Source material
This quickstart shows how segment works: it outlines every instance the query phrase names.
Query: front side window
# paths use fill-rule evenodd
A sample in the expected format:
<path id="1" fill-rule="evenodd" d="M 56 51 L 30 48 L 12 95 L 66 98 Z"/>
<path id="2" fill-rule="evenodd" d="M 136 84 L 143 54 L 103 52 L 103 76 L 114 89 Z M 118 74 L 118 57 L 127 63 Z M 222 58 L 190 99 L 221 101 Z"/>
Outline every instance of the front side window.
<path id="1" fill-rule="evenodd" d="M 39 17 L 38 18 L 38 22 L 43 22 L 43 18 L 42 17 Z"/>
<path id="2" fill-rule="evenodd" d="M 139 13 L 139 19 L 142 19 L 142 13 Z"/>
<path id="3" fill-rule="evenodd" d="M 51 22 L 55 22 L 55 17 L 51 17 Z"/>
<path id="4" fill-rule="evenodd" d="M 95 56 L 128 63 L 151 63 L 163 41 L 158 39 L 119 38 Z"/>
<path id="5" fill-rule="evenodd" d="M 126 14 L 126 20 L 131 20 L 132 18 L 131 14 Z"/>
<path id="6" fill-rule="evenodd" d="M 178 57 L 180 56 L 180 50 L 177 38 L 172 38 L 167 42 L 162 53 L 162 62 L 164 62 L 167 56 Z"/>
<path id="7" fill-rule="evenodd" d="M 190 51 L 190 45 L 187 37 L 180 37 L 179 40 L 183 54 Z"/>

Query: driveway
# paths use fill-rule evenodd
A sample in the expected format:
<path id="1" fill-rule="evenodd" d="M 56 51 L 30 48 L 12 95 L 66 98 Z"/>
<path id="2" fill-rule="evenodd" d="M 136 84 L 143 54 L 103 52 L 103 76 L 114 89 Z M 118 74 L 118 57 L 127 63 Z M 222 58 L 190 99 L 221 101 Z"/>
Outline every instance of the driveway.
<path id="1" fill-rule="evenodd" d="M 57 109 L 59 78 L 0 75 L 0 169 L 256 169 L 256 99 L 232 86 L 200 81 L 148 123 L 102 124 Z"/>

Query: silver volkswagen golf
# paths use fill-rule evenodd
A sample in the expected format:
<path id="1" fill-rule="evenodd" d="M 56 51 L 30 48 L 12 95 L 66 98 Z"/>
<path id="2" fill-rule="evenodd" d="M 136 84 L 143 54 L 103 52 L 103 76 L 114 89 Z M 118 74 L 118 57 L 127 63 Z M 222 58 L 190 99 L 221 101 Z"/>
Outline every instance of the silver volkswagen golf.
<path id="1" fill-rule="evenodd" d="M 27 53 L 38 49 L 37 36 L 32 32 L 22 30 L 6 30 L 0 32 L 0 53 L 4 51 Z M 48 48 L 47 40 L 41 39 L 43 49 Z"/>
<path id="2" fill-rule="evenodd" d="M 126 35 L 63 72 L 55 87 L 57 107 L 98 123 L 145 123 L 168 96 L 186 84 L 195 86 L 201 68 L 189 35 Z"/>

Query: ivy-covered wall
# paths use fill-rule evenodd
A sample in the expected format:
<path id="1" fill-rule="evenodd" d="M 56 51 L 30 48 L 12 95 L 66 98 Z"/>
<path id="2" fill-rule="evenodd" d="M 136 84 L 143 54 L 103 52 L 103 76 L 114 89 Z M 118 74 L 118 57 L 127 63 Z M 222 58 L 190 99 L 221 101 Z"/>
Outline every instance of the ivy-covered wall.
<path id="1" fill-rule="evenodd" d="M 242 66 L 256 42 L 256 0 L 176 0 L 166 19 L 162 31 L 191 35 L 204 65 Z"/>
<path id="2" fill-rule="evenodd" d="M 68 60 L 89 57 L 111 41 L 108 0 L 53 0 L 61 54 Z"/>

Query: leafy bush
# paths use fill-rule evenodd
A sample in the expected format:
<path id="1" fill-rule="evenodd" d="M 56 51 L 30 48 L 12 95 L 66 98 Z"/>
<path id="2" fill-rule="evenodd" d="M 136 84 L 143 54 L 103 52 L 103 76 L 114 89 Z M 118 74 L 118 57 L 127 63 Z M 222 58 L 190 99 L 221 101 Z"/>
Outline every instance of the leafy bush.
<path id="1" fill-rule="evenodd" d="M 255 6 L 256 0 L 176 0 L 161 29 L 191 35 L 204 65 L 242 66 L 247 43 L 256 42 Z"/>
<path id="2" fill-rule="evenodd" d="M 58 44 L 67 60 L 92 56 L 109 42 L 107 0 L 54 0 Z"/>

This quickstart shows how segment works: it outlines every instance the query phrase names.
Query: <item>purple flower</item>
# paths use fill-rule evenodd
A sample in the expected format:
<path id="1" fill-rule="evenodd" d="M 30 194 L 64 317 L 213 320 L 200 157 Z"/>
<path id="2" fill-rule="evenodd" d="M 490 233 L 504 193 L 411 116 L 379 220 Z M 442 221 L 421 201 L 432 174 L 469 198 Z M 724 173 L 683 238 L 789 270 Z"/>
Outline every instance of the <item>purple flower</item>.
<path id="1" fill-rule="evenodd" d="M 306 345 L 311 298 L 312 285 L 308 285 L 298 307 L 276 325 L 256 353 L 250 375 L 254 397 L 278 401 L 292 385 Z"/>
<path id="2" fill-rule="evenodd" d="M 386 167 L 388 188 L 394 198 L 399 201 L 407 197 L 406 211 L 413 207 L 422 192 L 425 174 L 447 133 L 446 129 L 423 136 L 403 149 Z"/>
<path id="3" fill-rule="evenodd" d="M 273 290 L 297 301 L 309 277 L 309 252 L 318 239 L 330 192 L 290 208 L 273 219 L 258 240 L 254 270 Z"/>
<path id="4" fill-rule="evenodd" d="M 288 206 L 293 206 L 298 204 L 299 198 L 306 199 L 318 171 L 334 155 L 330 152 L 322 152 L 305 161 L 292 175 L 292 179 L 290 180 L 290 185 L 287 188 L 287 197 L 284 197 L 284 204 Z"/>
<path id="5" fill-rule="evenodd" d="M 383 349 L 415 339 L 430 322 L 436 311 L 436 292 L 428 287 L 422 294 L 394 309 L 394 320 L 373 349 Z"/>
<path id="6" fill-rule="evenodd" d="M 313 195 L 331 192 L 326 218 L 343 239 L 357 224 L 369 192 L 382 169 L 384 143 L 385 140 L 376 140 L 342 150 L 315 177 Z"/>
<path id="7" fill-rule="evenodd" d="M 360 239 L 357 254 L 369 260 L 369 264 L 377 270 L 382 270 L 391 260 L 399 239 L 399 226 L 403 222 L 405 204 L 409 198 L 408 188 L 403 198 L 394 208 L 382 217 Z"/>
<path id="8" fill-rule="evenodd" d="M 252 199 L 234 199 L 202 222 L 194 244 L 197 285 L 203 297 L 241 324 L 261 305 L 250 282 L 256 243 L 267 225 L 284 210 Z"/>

What to work on
Reproduce the listing above line for line, without changing anything.

Right answer
This quickstart shows how segment works: it outlines every instance the query phrase names.
Query: front side window
# paths use fill-rule evenodd
A sample in the expected format:
<path id="1" fill-rule="evenodd" d="M 56 51 L 30 48 L 12 95 L 66 98 Z"/>
<path id="2" fill-rule="evenodd" d="M 136 84 L 143 54 L 103 52 L 103 76 L 114 89 Z M 118 74 L 118 57 L 127 63 Z M 222 58 L 190 99 L 221 101 Z"/>
Outline every instance of the front side window.
<path id="1" fill-rule="evenodd" d="M 39 17 L 38 18 L 38 22 L 43 22 L 43 18 L 42 17 Z"/>
<path id="2" fill-rule="evenodd" d="M 139 13 L 139 19 L 142 19 L 142 13 Z"/>
<path id="3" fill-rule="evenodd" d="M 51 22 L 55 22 L 55 17 L 51 17 Z"/>
<path id="4" fill-rule="evenodd" d="M 95 56 L 128 63 L 151 63 L 163 41 L 158 39 L 119 38 Z"/>
<path id="5" fill-rule="evenodd" d="M 126 14 L 126 20 L 131 20 L 132 18 L 131 14 Z"/>
<path id="6" fill-rule="evenodd" d="M 178 57 L 180 56 L 180 50 L 177 38 L 172 38 L 167 42 L 162 53 L 162 62 L 164 62 L 167 56 Z"/>
<path id="7" fill-rule="evenodd" d="M 190 51 L 190 45 L 187 37 L 180 37 L 179 40 L 183 54 Z"/>

Query: driveway
# paths use fill-rule evenodd
A sample in the expected format:
<path id="1" fill-rule="evenodd" d="M 56 51 L 30 48 L 12 95 L 66 98 Z"/>
<path id="2" fill-rule="evenodd" d="M 136 84 L 143 54 L 103 52 L 103 76 L 114 89 Z M 118 74 L 118 57 L 127 63 Z M 222 58 L 190 99 L 221 101 Z"/>
Outline every instance of the driveway.
<path id="1" fill-rule="evenodd" d="M 57 109 L 59 78 L 0 75 L 0 169 L 256 169 L 256 99 L 232 86 L 200 81 L 148 123 L 102 124 Z"/>

Query: silver volkswagen golf
# paths use fill-rule evenodd
A sample in the expected format:
<path id="1" fill-rule="evenodd" d="M 56 51 L 30 48 L 12 95 L 66 98 Z"/>
<path id="2" fill-rule="evenodd" d="M 136 84 L 143 54 L 103 52 L 103 76 L 114 89 Z M 118 74 L 118 57 L 127 63 Z M 222 58 L 190 99 L 221 101 Z"/>
Outline every instance of the silver volkswagen golf.
<path id="1" fill-rule="evenodd" d="M 27 53 L 38 49 L 37 36 L 32 32 L 22 30 L 6 30 L 0 32 L 0 53 L 4 51 Z M 48 48 L 47 40 L 41 39 L 43 49 Z"/>
<path id="2" fill-rule="evenodd" d="M 126 35 L 63 72 L 55 87 L 57 107 L 98 123 L 145 123 L 168 96 L 186 84 L 195 86 L 201 68 L 189 35 Z"/>

Query: ivy-covered wall
# paths use fill-rule evenodd
A sample in the expected format:
<path id="1" fill-rule="evenodd" d="M 56 51 L 30 48 L 12 95 L 66 98 Z"/>
<path id="2" fill-rule="evenodd" d="M 136 84 L 143 54 L 103 52 L 103 76 L 114 89 Z M 118 74 L 118 57 L 127 63 Z M 222 58 L 190 99 L 221 101 Z"/>
Outline every instance of the ivy-covered wall.
<path id="1" fill-rule="evenodd" d="M 242 66 L 256 42 L 256 0 L 176 0 L 166 19 L 162 31 L 191 35 L 204 65 Z"/>
<path id="2" fill-rule="evenodd" d="M 68 60 L 89 57 L 111 41 L 108 0 L 53 0 L 61 54 Z"/>

Query: leafy bush
# paths use fill-rule evenodd
A sample in the expected format:
<path id="1" fill-rule="evenodd" d="M 56 51 L 30 48 L 12 95 L 66 98 Z"/>
<path id="2" fill-rule="evenodd" d="M 136 84 L 143 54 L 103 52 L 103 76 L 114 89 Z M 118 74 L 118 57 L 127 63 Z M 222 58 L 190 99 L 221 101 Z"/>
Outline every instance of the leafy bush.
<path id="1" fill-rule="evenodd" d="M 255 6 L 256 0 L 176 0 L 161 29 L 191 35 L 204 65 L 242 66 L 247 43 L 256 42 Z"/>
<path id="2" fill-rule="evenodd" d="M 58 44 L 67 60 L 92 56 L 109 42 L 107 0 L 54 0 Z"/>

This quickstart shows how segment works: it outlines every instance the query phrase names.
Query: <item>purple flower</item>
# paths use fill-rule evenodd
A sample in the expected format:
<path id="1" fill-rule="evenodd" d="M 30 194 L 64 317 L 213 320 L 200 157 Z"/>
<path id="2" fill-rule="evenodd" d="M 490 233 L 504 193 L 411 116 L 379 220 Z M 442 221 L 421 201 L 432 174 L 469 198 Z M 724 173 L 683 238 L 789 270 Z"/>
Outline every instance of the <item>purple flower</item>.
<path id="1" fill-rule="evenodd" d="M 306 345 L 311 298 L 312 285 L 308 285 L 298 307 L 276 325 L 256 353 L 250 375 L 254 397 L 278 401 L 292 385 Z"/>
<path id="2" fill-rule="evenodd" d="M 386 167 L 388 188 L 394 198 L 399 201 L 407 197 L 406 211 L 413 207 L 422 192 L 425 174 L 447 133 L 446 129 L 423 136 L 403 149 Z"/>
<path id="3" fill-rule="evenodd" d="M 273 290 L 297 301 L 309 277 L 309 252 L 318 239 L 330 192 L 290 208 L 273 219 L 258 240 L 254 270 Z"/>
<path id="4" fill-rule="evenodd" d="M 288 206 L 293 206 L 298 204 L 299 198 L 306 199 L 318 171 L 334 155 L 330 152 L 322 152 L 305 161 L 292 175 L 292 179 L 290 180 L 290 185 L 287 188 L 287 197 L 284 197 L 284 204 Z"/>
<path id="5" fill-rule="evenodd" d="M 383 349 L 415 339 L 430 322 L 436 311 L 436 292 L 428 287 L 422 294 L 394 309 L 394 320 L 373 349 Z"/>
<path id="6" fill-rule="evenodd" d="M 313 195 L 331 192 L 326 218 L 343 239 L 357 224 L 369 192 L 382 169 L 384 143 L 385 140 L 376 140 L 342 150 L 315 177 Z"/>
<path id="7" fill-rule="evenodd" d="M 360 239 L 357 254 L 369 260 L 369 264 L 377 270 L 382 270 L 391 260 L 399 239 L 399 226 L 403 222 L 405 204 L 409 198 L 408 188 L 403 198 L 394 208 L 382 217 Z"/>
<path id="8" fill-rule="evenodd" d="M 252 199 L 234 199 L 202 222 L 194 244 L 197 285 L 203 297 L 241 324 L 261 305 L 250 282 L 256 243 L 267 225 L 284 210 Z"/>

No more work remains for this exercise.